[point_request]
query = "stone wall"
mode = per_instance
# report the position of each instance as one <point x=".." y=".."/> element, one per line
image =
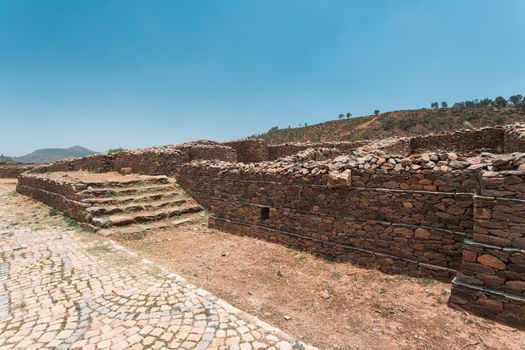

- - - - -

INSTRUCTIONS TO FOLLOW -
The answer should consist solely of the lines from the one containing "mode = per_instance" through the last line of the material, copied exactly, with pictures left out.

RESPONSE AREA -
mode = per_instance
# report the position of each instance as one <point x=".." y=".."/> element, one per line
image =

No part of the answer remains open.